> _Task directions_
Please identify every line of the records below that contains the string "black", and copy each one. Case counts.

***

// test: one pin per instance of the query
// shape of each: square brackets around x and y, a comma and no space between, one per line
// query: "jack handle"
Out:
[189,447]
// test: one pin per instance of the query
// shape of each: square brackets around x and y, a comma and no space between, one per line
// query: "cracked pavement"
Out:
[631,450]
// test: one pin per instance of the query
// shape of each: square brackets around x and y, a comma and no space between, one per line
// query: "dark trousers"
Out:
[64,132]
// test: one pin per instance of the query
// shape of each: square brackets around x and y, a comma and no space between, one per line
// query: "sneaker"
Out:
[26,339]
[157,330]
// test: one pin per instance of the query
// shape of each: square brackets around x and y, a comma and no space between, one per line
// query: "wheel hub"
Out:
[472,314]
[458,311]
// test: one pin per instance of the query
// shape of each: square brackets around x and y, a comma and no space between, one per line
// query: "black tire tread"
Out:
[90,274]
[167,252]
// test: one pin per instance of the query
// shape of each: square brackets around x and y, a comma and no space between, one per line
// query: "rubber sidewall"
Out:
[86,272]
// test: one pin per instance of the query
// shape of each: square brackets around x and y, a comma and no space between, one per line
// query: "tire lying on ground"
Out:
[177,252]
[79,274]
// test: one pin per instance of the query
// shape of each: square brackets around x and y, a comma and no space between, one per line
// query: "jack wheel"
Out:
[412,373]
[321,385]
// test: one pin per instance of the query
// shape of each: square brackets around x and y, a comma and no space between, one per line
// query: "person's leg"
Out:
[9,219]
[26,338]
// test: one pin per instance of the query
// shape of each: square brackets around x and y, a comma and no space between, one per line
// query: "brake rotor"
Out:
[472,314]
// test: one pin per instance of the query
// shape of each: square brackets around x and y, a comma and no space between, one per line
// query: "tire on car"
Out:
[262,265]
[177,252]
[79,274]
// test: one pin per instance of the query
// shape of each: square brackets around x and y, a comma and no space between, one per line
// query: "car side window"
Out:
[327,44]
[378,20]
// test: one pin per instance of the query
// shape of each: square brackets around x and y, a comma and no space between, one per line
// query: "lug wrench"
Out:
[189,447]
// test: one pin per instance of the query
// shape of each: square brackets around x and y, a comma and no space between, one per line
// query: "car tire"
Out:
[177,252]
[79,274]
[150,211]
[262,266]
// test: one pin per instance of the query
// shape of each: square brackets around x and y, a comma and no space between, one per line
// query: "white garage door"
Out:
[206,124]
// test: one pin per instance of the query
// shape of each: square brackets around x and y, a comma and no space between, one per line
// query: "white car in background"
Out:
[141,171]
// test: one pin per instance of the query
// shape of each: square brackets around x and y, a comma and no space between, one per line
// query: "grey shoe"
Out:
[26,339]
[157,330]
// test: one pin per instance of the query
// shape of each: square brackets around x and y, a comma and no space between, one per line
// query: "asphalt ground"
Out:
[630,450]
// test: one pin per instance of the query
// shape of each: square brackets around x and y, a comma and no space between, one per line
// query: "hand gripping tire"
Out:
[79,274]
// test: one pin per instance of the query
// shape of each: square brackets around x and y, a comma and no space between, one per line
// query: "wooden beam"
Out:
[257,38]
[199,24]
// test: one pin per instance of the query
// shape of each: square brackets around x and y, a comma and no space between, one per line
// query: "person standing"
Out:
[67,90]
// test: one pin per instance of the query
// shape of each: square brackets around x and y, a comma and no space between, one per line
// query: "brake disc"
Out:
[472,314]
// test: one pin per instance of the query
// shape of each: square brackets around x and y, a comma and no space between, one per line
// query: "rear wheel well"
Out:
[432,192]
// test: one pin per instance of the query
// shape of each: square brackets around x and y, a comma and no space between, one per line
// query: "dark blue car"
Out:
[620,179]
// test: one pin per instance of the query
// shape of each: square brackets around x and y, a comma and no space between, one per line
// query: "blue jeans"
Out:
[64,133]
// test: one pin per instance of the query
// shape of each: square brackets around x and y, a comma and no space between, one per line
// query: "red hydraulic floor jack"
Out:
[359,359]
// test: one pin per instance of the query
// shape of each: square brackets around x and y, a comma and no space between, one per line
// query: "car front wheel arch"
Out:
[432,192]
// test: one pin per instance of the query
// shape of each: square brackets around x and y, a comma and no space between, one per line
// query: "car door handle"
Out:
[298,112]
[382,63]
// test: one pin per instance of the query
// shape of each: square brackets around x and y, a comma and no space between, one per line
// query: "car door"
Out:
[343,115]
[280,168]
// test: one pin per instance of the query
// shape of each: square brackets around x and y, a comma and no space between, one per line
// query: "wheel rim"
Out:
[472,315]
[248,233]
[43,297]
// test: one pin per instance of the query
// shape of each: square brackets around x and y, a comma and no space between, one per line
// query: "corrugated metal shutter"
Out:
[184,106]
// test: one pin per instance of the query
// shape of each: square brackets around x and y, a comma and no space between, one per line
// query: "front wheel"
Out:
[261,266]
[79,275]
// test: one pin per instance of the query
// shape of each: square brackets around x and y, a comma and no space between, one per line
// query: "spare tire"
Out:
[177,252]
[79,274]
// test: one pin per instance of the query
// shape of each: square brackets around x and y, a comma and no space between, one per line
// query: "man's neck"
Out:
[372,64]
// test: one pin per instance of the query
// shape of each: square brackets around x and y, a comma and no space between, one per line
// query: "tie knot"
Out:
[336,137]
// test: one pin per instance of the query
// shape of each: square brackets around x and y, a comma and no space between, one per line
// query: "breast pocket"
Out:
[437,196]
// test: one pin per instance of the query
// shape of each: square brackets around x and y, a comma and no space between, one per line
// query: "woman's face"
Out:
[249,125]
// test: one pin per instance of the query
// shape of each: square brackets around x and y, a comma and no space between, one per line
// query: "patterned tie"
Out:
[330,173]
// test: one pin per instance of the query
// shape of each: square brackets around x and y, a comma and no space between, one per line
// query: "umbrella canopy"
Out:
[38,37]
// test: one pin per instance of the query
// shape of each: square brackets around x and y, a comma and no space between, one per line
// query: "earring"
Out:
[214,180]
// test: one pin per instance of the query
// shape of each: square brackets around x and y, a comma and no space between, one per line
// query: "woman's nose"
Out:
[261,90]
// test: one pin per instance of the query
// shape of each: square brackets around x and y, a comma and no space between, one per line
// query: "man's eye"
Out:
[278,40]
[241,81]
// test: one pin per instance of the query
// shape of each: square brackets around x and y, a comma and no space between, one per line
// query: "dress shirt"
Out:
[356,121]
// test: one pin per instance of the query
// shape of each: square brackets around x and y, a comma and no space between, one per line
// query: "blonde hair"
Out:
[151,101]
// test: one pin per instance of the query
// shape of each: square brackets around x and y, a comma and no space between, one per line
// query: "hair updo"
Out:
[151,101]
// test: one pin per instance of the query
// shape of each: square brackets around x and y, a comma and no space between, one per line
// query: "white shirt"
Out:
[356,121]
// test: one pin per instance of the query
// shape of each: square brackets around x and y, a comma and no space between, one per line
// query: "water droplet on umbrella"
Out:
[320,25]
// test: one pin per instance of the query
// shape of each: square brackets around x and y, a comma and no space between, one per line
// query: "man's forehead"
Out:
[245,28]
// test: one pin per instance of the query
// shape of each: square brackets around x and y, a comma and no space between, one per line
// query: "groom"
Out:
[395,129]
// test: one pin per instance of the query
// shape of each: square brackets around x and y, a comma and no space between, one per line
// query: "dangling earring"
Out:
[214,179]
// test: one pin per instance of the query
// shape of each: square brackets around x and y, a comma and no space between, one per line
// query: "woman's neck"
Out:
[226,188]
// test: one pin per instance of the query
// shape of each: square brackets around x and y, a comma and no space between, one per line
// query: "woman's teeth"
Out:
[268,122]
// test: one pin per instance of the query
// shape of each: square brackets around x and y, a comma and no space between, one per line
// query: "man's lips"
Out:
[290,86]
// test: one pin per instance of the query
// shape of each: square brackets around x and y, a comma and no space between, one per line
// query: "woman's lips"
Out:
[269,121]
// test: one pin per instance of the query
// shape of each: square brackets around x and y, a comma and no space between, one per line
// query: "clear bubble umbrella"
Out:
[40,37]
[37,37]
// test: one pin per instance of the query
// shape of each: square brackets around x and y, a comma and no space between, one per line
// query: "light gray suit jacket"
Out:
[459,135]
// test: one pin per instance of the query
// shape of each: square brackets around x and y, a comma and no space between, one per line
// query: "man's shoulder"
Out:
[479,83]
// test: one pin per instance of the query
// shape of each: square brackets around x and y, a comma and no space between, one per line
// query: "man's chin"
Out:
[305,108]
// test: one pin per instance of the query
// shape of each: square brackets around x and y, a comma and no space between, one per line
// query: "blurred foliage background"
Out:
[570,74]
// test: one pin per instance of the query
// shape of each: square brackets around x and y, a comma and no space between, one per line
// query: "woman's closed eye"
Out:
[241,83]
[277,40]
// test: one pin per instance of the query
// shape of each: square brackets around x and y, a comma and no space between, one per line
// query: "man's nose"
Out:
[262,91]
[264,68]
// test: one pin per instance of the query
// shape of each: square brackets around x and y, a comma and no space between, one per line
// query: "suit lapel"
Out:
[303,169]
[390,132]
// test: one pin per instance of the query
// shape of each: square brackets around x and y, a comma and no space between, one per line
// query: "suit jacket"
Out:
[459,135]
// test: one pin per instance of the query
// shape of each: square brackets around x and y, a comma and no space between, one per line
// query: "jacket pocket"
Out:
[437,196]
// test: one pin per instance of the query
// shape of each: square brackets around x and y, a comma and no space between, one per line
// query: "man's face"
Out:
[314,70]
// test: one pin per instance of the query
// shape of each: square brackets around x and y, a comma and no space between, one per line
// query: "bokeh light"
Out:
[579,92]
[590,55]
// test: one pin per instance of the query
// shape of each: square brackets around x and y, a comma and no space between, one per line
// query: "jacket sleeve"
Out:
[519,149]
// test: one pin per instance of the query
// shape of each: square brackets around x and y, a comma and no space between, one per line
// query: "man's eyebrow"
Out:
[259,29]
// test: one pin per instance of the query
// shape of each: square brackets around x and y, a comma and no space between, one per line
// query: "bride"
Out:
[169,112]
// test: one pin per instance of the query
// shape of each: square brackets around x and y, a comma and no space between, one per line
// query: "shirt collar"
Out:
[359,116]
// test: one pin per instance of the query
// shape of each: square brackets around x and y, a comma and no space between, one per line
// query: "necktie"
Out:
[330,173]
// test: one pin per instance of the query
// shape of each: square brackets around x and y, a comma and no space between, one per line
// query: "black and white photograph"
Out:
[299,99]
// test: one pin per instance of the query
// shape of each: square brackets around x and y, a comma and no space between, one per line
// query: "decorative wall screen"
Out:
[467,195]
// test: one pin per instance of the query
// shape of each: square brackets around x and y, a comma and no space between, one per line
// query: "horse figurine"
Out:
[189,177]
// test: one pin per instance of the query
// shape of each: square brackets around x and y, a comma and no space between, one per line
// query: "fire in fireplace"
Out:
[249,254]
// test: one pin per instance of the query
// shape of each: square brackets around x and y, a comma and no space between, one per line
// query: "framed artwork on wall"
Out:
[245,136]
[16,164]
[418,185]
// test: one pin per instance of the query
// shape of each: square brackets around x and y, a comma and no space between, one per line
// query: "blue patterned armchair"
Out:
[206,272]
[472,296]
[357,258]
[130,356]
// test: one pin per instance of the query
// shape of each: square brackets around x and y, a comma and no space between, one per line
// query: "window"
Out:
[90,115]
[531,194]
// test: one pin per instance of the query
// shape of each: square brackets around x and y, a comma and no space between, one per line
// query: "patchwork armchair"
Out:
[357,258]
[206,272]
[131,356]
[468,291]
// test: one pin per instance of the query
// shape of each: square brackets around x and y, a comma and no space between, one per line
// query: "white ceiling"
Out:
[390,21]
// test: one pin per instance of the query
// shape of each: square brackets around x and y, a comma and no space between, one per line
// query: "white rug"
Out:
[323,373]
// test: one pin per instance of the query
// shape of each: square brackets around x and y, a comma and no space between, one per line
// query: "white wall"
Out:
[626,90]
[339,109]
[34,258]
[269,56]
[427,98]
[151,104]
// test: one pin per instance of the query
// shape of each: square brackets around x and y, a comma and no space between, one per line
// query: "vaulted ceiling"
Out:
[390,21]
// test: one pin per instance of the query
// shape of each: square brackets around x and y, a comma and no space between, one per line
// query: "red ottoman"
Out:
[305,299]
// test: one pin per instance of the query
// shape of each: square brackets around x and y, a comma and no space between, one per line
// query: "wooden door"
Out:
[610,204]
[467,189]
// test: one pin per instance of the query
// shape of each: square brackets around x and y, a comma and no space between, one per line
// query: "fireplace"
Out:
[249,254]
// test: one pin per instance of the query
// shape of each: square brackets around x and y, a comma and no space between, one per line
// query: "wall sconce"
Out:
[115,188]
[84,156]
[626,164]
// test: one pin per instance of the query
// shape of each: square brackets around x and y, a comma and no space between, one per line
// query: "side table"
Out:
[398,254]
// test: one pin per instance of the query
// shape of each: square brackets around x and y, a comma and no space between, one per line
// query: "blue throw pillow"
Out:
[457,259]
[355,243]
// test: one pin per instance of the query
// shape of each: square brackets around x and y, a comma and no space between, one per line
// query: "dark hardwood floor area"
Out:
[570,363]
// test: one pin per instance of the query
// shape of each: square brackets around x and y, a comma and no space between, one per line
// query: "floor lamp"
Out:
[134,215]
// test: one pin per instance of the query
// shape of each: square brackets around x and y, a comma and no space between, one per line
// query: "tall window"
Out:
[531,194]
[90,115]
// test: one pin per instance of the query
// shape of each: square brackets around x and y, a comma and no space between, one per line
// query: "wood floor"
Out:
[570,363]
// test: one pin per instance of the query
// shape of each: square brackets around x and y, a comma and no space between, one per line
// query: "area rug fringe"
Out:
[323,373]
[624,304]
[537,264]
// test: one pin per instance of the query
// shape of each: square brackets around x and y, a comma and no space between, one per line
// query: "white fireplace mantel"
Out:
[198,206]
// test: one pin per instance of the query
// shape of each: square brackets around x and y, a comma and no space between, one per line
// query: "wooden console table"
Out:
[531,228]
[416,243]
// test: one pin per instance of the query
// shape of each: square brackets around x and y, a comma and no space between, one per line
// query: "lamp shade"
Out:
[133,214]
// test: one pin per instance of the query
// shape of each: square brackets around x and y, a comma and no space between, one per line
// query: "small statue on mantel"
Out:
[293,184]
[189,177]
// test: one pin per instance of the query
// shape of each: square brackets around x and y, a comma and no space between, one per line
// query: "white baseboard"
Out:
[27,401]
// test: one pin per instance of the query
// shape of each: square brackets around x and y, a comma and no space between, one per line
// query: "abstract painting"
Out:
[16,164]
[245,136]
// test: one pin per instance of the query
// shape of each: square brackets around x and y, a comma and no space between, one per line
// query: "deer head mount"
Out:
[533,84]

***

> _Solution to this exercise_
// query: "black tire tread"
// query: "black and white photograph"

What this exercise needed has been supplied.